WRITTEN PROBLEM A » List the three assumptions that the passage on drilling mud says allow estimating the volumes of mud to add and mud to dump.
WRITTEN PROBLEM B » In the passage on drilling mud, rewrite the stretch from "As a result, the" through "of solid-separation devices.", switching "simulation tools" to "modeling software".

══ SELECTED PASSAGE

For these various reasons, a large portion of the solids is not properly separated out. Since, on each new cycle, the larger cuttings are ground up by the drilling tool, the mud becomes richer over time in fine particles. Unfortunately, above a certain quantity of fines, it becomes necessary to reduce the speed of penetration into the formation, thereby correspondingly delaying the development of the well. Consequently, a mud that is too “old” must be dumped and replaced. This constitutes a significant financial loss for the well-borer.

To minimize inputs, and in particular to avoid dumping as much as possible, it is necessary to improve the overall effectiveness of solid-separation equipment, e.g. by increasing the number of vibrators or centrifuges, or by changing the circuit taken by the 20 mud, in particular by causing it to pass several times through a given device, or indeed by altering the disposition of the various devices (connecting them in series or in parallel).

The problem thus lies in finding a good compromise between the cost of tying up solid-separation equipment (and the cost of taking it to the drilling site), the cost of “fresh” mud, and the cost of dumping, particularly when the mud contains environmentally-harmful additives which make it necessary to perform decontamination treatment.

As a result, the industry has for several years been aware of the need for simulation tools enabling it, in particular, to predict such costs and optimize the mud circulation plan and the choice of solid-separation devices.

Initially, models were developed based on a global approach that took into consideration an initial state (an initial volume of mud having a known composition; said volume corresponding to the volume of mud present in the pit and, where appropriate, the volume in the hole as drilled so far), and the final state corresponding to a mud having a solid matter content complying with precise specifications of the well borer (density and fines content, in particular) and having a volume corresponding to that of the well once it has been drilled. In that global approach, the solid-separation system is represented merely by two coefficients: the liquid/solid ratio Y in the “solid” effluent and the separation efficiency E defined as the ratio of the quantity of cuttings recovered by the various solid-separation devices over the quantity of cuttings actually generated during drilling (which amounts to the inside volume of the well).

Also, as shown in accompanying FIG. 1, by assuming that the mud that is dumped has the same composition as the initial mud, that the solid-separation devices do not separate the Bentonite from the barite, and that the various phases do not interact with one another, it is possible to estimate the volumes and thus the relative costs of the mud to be added and the mud to be dumped merely by writing the various equations for conservation of mass that can be derived directly from the model.

════
══ SUPPLIED MATERIAL

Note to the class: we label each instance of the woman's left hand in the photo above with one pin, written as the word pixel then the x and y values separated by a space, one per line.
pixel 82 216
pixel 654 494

════

WORKED SOLUTION A »
1. The mud that is dumped has the same composition as the initial mud.
2. The solid-separation devices do not separate the Bentonite from the barite.
3. The various phases do not interact with one another.

WORKED SOLUTION B »
As a result, the industry has for several years been aware of the need for modeling software enabling it, in particular, to predict such costs and optimize the mud circulation plan and the choice of solid-separation devices.